In the data below, how many lines contain the string "vendor"? Give only the number.

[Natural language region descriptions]
####################

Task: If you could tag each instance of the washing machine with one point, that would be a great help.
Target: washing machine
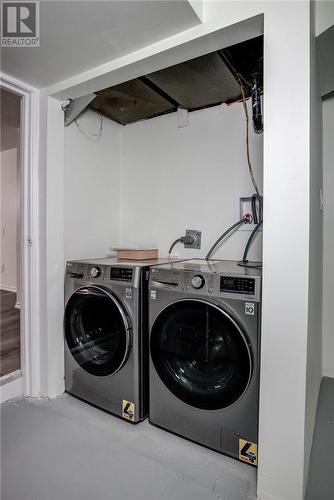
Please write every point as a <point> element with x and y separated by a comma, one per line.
<point>204,319</point>
<point>106,334</point>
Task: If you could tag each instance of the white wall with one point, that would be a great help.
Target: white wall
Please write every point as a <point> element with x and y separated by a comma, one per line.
<point>324,15</point>
<point>314,340</point>
<point>188,178</point>
<point>10,198</point>
<point>281,470</point>
<point>92,188</point>
<point>328,266</point>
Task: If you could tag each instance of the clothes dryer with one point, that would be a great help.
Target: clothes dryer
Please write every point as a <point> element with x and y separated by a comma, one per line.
<point>205,353</point>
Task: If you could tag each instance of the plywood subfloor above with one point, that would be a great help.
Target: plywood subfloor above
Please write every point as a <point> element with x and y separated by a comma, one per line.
<point>199,83</point>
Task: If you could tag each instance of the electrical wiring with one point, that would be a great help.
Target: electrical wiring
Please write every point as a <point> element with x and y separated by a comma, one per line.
<point>250,168</point>
<point>173,245</point>
<point>188,239</point>
<point>245,220</point>
<point>88,133</point>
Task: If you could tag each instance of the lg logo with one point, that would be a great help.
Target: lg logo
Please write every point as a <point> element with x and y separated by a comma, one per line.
<point>20,24</point>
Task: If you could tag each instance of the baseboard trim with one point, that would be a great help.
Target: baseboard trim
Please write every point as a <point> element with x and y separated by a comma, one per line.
<point>11,387</point>
<point>8,288</point>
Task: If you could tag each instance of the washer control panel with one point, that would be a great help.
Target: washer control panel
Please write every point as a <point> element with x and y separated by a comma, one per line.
<point>233,284</point>
<point>121,273</point>
<point>95,272</point>
<point>198,281</point>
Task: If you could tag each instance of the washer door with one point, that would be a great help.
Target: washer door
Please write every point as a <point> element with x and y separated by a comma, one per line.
<point>201,354</point>
<point>96,331</point>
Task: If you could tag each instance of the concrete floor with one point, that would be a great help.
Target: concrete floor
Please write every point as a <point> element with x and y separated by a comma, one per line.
<point>64,449</point>
<point>321,473</point>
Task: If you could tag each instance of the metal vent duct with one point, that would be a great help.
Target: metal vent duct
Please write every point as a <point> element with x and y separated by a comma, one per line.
<point>199,83</point>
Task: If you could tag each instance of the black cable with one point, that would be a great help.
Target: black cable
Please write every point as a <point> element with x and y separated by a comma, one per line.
<point>173,245</point>
<point>244,220</point>
<point>251,266</point>
<point>250,240</point>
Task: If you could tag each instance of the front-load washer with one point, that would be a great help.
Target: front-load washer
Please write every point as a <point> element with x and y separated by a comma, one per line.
<point>204,321</point>
<point>106,332</point>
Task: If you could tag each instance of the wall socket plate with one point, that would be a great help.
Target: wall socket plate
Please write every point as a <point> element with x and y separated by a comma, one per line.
<point>243,205</point>
<point>198,239</point>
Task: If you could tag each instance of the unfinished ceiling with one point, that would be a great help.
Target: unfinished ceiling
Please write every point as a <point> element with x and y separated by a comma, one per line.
<point>76,36</point>
<point>202,82</point>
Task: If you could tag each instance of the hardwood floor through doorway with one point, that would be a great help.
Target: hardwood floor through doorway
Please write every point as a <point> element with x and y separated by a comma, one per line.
<point>10,334</point>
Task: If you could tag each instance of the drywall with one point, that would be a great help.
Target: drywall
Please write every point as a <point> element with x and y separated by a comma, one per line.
<point>314,354</point>
<point>9,218</point>
<point>328,267</point>
<point>177,178</point>
<point>281,470</point>
<point>91,188</point>
<point>324,15</point>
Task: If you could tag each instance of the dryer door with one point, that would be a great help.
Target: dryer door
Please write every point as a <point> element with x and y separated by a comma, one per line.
<point>201,354</point>
<point>97,331</point>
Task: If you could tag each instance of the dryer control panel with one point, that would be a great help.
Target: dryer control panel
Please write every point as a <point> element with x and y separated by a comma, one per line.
<point>217,279</point>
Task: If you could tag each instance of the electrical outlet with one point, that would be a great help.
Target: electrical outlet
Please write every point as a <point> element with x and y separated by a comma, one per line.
<point>243,206</point>
<point>198,237</point>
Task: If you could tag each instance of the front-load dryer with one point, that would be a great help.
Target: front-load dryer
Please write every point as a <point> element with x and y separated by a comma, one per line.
<point>106,332</point>
<point>205,353</point>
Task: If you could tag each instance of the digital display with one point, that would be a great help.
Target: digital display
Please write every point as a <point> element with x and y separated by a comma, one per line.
<point>121,274</point>
<point>232,284</point>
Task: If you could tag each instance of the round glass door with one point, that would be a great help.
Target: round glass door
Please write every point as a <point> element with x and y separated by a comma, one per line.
<point>201,354</point>
<point>96,331</point>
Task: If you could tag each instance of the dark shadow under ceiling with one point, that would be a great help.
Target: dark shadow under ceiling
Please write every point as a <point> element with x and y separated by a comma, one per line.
<point>199,83</point>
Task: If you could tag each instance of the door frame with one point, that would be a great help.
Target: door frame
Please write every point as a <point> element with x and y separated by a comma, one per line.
<point>29,385</point>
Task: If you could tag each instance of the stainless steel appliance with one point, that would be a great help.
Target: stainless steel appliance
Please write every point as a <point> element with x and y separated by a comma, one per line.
<point>106,332</point>
<point>204,321</point>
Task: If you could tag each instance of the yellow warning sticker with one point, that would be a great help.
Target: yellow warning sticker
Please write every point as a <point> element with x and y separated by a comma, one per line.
<point>128,410</point>
<point>248,451</point>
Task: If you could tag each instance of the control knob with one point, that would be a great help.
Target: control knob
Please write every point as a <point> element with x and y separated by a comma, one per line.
<point>198,281</point>
<point>95,272</point>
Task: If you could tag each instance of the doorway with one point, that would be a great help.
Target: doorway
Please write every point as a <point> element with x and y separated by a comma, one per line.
<point>10,282</point>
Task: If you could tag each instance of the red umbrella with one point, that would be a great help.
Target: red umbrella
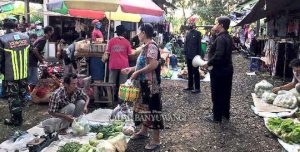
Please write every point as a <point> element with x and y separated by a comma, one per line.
<point>141,7</point>
<point>87,14</point>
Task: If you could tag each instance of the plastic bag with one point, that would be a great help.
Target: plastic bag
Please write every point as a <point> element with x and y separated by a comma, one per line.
<point>80,127</point>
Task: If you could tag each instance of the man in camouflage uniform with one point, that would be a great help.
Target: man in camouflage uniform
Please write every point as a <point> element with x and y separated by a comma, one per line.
<point>13,66</point>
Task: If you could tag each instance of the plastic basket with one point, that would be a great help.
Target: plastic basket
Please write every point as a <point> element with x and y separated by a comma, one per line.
<point>129,93</point>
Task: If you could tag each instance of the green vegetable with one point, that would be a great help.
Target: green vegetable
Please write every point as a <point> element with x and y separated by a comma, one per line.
<point>93,142</point>
<point>118,128</point>
<point>100,136</point>
<point>109,130</point>
<point>85,148</point>
<point>286,129</point>
<point>70,147</point>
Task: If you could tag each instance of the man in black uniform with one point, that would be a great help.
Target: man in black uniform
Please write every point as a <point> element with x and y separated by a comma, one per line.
<point>192,47</point>
<point>222,71</point>
<point>14,48</point>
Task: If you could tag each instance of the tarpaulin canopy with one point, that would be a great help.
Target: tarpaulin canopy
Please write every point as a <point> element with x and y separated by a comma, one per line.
<point>152,19</point>
<point>96,5</point>
<point>264,8</point>
<point>7,6</point>
<point>87,14</point>
<point>141,7</point>
<point>121,16</point>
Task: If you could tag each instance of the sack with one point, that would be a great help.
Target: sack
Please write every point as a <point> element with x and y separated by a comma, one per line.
<point>82,46</point>
<point>127,92</point>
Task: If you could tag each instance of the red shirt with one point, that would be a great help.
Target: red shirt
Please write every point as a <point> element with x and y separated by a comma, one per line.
<point>119,48</point>
<point>96,34</point>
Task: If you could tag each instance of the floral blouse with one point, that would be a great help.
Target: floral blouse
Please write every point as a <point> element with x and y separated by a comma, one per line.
<point>150,51</point>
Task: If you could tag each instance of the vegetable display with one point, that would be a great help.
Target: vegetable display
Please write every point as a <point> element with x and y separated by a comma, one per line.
<point>287,100</point>
<point>286,129</point>
<point>80,127</point>
<point>70,147</point>
<point>268,97</point>
<point>107,131</point>
<point>261,87</point>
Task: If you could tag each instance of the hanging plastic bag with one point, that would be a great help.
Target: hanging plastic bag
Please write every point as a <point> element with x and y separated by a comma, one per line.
<point>80,126</point>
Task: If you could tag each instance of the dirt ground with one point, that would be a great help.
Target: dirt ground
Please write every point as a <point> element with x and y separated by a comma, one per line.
<point>185,127</point>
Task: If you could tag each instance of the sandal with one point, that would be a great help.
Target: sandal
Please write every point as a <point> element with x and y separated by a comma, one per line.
<point>63,132</point>
<point>139,136</point>
<point>152,146</point>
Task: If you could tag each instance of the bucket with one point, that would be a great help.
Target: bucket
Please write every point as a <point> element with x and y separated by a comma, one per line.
<point>255,64</point>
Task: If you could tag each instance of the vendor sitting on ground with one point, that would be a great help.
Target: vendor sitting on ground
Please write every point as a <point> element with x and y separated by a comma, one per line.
<point>68,102</point>
<point>295,64</point>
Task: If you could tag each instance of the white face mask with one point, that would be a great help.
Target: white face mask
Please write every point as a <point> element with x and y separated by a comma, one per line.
<point>39,27</point>
<point>296,75</point>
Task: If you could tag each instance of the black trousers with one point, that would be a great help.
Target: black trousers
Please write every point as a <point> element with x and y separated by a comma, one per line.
<point>221,84</point>
<point>193,76</point>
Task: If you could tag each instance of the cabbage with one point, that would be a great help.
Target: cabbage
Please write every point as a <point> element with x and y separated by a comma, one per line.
<point>268,97</point>
<point>261,87</point>
<point>287,100</point>
<point>119,142</point>
<point>80,127</point>
<point>105,146</point>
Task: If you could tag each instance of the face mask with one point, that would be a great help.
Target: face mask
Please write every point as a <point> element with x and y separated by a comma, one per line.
<point>296,75</point>
<point>39,27</point>
<point>98,26</point>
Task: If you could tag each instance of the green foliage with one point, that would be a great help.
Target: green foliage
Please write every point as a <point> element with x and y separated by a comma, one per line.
<point>209,10</point>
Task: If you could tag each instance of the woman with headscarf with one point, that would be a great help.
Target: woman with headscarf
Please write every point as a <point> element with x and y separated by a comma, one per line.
<point>147,110</point>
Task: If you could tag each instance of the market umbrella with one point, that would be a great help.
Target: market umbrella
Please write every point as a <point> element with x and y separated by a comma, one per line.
<point>141,7</point>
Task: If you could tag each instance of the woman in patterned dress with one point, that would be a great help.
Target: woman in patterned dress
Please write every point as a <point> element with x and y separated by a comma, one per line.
<point>147,110</point>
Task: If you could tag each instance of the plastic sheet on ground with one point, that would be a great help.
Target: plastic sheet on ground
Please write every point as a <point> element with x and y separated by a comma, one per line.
<point>288,147</point>
<point>99,116</point>
<point>271,114</point>
<point>175,77</point>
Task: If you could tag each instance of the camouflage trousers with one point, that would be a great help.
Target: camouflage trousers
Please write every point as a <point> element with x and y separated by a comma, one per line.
<point>16,92</point>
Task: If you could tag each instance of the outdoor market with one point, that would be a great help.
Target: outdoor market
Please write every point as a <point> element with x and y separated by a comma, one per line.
<point>149,75</point>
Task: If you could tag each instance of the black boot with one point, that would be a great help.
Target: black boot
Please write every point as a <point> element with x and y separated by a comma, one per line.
<point>15,120</point>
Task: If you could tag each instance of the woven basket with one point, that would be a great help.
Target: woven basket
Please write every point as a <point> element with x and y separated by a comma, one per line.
<point>129,93</point>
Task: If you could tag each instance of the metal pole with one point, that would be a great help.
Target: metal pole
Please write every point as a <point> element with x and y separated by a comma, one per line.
<point>27,11</point>
<point>105,71</point>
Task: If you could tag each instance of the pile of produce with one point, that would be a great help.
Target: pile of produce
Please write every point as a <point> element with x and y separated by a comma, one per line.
<point>286,99</point>
<point>80,128</point>
<point>116,143</point>
<point>166,73</point>
<point>286,129</point>
<point>70,147</point>
<point>261,87</point>
<point>268,97</point>
<point>108,131</point>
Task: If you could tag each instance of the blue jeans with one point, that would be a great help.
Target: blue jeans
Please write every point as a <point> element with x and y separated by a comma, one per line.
<point>33,75</point>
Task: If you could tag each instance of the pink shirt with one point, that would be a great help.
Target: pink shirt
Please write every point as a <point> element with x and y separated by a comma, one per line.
<point>96,34</point>
<point>119,48</point>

####################

ANSWER TO THIS TASK: 2